Exercise tasks:
(a) In the listing, reproduce the lines word for word, beginning at the line containing "Expected: for every instance of the tree line" and stopping after the line containing "x=180 y=131".
(b) Carry on the passage about cosmic expansion and the Hubble Constant from the point where it stops.

Document section:
= = = =

This was a relief to Edwin Hubble’s contemporary, Albert Einstein, who deduced the universe could not remain stationary without imploding under gravity’s pull. The rate of cosmic expansion is now known as the Hubble Constant.

Ironically, Hubble himself never fully accepted the runaway universe as an interpretation of the redshift data. He suspected that some unknown physics phenomenon was giving the illusion that the galaxies were flying away from each other. He was partly right in that Einstein’s theory of special relativity explained redshift as an effect of time-dilation that is proportional to the stretching of expanding space. The galaxies only appear to be zooming through the universe. Space is expanding instead.

After decades of precise measurements, the Hubble telescope came along to nail down the expansion rate precisely, giving the universe an age of 13.8 billion years. This required establishing the first rung of what astronomers call the “cosmic distance ladder” needed to build a yardstick to far-flung galaxies. They are cousins to V1, Cepheid variable stars that the Hubble telescope can detect out to over 100 times farther from Earth than the star Edwin Hubble first found.

= = = =

Excerpted data:
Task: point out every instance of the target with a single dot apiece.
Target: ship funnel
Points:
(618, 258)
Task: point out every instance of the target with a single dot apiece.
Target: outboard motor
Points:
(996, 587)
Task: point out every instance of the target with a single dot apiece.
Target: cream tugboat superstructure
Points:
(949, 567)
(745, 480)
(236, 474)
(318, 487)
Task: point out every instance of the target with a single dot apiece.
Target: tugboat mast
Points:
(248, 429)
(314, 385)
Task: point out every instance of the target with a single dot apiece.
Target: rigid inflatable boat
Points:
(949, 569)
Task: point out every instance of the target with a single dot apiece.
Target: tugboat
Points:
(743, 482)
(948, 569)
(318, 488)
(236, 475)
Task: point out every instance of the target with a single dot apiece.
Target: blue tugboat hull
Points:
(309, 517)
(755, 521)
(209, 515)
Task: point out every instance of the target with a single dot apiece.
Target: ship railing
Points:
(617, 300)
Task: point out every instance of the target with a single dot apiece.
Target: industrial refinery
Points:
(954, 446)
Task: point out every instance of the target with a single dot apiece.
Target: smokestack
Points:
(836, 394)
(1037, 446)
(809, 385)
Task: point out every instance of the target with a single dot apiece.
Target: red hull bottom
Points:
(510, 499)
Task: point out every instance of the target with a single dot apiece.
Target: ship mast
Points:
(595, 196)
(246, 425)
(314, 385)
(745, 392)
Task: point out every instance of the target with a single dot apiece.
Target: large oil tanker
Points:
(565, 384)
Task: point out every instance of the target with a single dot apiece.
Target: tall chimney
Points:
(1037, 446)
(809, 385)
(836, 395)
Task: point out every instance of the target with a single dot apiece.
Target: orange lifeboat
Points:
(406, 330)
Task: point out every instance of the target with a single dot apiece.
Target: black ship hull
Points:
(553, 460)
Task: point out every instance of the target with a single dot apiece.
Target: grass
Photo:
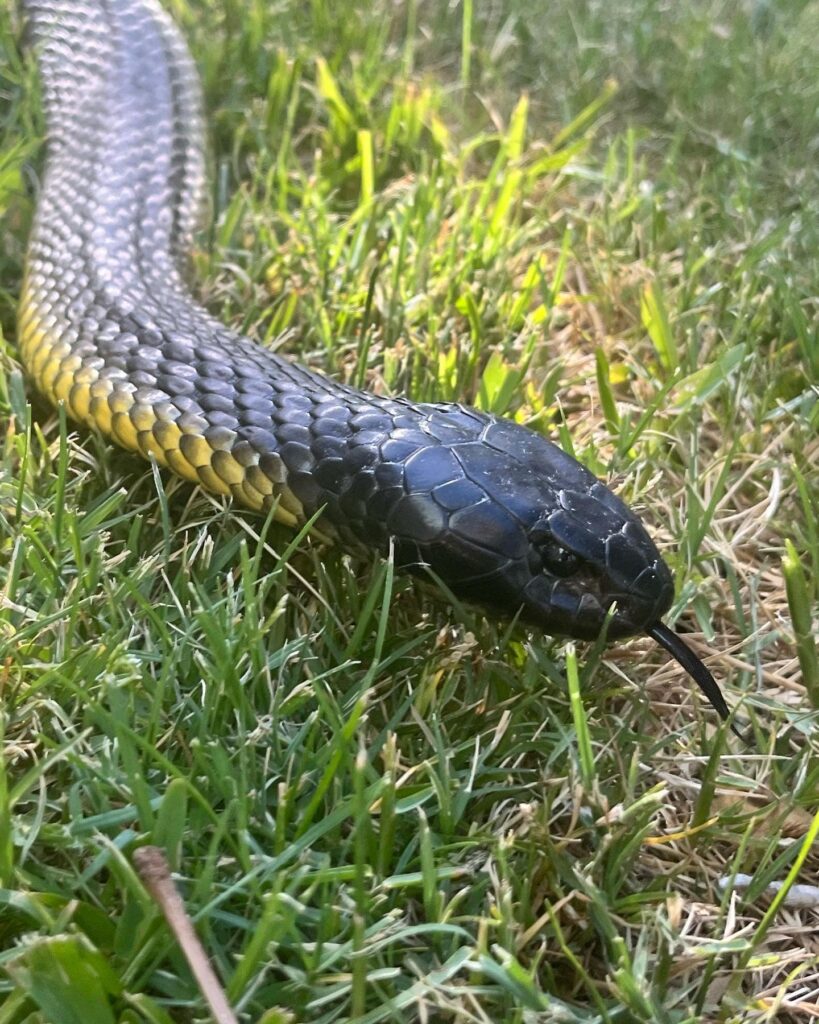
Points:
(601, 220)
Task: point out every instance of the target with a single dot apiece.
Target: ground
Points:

= = = =

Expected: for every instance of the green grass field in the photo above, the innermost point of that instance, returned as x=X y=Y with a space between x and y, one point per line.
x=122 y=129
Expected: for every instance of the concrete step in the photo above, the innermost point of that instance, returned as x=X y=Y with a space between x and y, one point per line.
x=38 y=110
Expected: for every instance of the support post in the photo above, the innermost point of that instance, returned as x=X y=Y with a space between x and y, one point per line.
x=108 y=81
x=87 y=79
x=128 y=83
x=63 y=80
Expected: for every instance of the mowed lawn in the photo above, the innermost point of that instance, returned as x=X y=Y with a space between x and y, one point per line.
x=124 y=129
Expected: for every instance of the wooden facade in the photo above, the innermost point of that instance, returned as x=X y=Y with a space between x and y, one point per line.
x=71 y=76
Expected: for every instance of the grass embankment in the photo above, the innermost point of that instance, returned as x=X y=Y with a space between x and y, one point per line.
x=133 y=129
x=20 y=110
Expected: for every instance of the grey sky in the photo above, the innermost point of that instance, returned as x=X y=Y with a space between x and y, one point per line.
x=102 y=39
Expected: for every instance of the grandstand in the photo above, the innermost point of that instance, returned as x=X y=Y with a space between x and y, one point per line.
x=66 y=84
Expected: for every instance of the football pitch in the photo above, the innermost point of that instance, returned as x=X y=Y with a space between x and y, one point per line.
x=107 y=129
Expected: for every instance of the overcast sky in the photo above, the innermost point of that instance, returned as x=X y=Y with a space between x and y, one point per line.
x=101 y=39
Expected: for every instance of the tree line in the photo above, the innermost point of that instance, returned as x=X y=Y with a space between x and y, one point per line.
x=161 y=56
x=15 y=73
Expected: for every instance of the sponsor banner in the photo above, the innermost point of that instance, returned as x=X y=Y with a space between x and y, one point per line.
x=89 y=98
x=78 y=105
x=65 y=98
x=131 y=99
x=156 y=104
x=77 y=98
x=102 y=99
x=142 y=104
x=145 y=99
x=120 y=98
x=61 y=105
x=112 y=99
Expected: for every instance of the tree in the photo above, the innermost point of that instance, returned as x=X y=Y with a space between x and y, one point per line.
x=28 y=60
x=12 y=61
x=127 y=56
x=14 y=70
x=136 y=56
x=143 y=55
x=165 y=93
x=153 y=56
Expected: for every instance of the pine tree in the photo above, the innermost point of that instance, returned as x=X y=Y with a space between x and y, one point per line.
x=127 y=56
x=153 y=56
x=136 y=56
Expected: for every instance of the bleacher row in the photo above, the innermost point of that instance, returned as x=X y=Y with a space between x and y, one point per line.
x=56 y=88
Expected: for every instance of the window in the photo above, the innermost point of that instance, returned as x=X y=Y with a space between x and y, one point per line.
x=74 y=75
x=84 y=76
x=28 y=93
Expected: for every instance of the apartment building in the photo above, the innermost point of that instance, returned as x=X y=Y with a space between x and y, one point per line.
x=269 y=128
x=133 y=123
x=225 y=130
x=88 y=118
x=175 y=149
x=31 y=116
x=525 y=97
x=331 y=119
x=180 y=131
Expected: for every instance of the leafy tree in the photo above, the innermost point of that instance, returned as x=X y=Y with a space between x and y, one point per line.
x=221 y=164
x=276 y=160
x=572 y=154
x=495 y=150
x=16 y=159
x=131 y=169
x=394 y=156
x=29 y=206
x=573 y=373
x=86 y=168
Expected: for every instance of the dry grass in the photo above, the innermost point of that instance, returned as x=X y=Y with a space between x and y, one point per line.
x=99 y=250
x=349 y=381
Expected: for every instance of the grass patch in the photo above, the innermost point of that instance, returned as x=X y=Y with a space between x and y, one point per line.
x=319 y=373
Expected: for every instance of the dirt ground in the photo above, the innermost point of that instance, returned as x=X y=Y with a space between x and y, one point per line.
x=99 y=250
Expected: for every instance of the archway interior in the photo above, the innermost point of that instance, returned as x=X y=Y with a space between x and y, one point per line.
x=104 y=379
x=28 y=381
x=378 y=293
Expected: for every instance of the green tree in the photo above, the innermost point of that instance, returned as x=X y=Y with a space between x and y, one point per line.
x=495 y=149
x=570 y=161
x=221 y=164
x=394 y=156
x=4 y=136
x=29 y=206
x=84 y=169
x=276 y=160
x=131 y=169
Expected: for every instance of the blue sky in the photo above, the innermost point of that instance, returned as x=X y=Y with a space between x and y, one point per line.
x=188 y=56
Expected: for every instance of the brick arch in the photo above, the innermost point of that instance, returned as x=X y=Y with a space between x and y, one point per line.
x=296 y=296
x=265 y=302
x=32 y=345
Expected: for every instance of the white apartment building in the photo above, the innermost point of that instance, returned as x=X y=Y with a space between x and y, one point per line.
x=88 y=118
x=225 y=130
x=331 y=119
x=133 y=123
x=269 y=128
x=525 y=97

= = = =

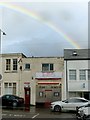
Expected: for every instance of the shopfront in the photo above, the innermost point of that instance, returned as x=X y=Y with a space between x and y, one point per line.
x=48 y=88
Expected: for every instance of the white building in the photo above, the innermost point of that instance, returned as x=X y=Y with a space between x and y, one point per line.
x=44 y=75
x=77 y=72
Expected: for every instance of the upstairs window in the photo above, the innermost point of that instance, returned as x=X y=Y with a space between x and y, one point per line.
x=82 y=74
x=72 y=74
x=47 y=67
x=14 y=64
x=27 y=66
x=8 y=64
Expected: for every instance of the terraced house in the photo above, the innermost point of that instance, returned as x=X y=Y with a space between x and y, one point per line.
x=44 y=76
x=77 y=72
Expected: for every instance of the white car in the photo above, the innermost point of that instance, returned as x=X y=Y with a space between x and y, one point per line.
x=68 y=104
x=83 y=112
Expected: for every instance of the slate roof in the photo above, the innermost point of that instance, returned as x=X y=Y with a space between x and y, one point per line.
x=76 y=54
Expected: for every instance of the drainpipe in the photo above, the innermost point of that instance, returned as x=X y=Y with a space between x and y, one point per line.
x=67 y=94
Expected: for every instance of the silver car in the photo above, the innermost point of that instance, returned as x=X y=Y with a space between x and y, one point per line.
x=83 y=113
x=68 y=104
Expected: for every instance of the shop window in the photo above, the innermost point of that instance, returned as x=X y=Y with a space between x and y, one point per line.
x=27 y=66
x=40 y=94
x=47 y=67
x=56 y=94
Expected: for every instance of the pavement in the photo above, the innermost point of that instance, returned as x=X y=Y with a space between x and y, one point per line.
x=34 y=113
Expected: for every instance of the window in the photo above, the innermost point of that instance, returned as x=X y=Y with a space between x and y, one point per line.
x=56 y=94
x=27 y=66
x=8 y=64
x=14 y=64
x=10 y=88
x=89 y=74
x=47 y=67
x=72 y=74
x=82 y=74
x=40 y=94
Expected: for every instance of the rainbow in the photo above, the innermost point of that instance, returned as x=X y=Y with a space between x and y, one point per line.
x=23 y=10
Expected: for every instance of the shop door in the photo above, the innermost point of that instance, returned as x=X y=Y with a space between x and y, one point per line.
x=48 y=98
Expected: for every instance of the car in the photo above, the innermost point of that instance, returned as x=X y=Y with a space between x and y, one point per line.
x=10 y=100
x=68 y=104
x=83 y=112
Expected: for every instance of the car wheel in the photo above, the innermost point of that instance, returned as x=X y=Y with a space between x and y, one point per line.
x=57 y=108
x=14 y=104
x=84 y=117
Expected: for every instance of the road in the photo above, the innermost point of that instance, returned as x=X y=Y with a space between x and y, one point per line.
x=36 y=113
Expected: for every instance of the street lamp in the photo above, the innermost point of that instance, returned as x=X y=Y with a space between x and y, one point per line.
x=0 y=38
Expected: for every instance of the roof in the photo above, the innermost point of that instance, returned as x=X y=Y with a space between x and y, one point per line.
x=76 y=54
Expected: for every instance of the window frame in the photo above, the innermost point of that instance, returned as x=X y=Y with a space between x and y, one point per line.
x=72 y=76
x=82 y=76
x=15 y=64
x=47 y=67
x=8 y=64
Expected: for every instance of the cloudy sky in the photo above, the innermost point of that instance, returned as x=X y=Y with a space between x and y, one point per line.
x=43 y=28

= = = =

Task-by-task results:
(a)
Expected: for every instance of the tree line in the photo above, the innermost point of that instance, returned as x=X y=Y with a space between x and y, one point per line.
x=161 y=56
x=15 y=73
Expected: for every instance of the sponsor banner in the photo above, the innermost point of that instance, returned as x=X y=Y with a space between x and y, one point per line.
x=89 y=98
x=78 y=105
x=65 y=98
x=131 y=99
x=156 y=104
x=77 y=98
x=102 y=99
x=142 y=104
x=145 y=99
x=120 y=98
x=61 y=105
x=112 y=99
Expected: for every instance of the tree in the photo above, the innermost point of that instance, returned as x=X y=Y with a space between x and y, one point per line.
x=28 y=60
x=12 y=61
x=127 y=56
x=14 y=70
x=136 y=56
x=143 y=55
x=165 y=93
x=153 y=56
Expected: for every instance of the pine tree in the photo above, the innermost point of that instance, returned as x=X y=Y with a space between x and y, one point per line.
x=127 y=56
x=153 y=56
x=136 y=56
Expected: for every instance of the bleacher row in the photo above, the innermost point of that instance, returned as x=X y=Y with a space between x and y, one point per line.
x=56 y=88
Expected: for every instance of the window in the photo above, the innermost point of that instance, returned as x=X y=Y with a space between x and y, one point per line.
x=74 y=75
x=84 y=76
x=28 y=93
Expected: for every instance of the apartment building in the photo above, the innermost point of that instance, returned as x=X y=Y with a space between x and y, one point per line.
x=269 y=128
x=133 y=123
x=225 y=130
x=88 y=118
x=175 y=149
x=31 y=116
x=525 y=97
x=331 y=119
x=180 y=131

(b)
Astrophysics was turned on its head again in 1998 when the Hubble telescope and other observatories discovered that the universe was expanding at an ever-faster rate, through a phenomenon dubbed “dark energy.” Einstein first toyed with this idea of a repulsive form of gravity in space, calling it the cosmological constant.

Even more mysteriously, the current expansion rate appears to be different than what modern cosmological models of the developing universe would predict, further confounding theoreticians. Today astronomers are wrestling with the idea that whatever is accelerating the universe may be changing over time. NASA’s Roman Space Telescope, with the ability to do large cosmic surveys, should lead to new insights into the behavior of dark matter and dark energy. Roman will likely measure the Hubble constant via lensed supernovae.

This grand century-long adventure, plumbing depths of the unknown, began with Hubble photographing a large smudge of light, the Andromeda galaxy, at the Mount Wilson Observatory high above Los Angeles.

In short, Edwin Hubble is the man who wiped away the ancient universe and discovered a new universe that would shrink humanity’s self-perception into being an insignificant speck in the cosmos.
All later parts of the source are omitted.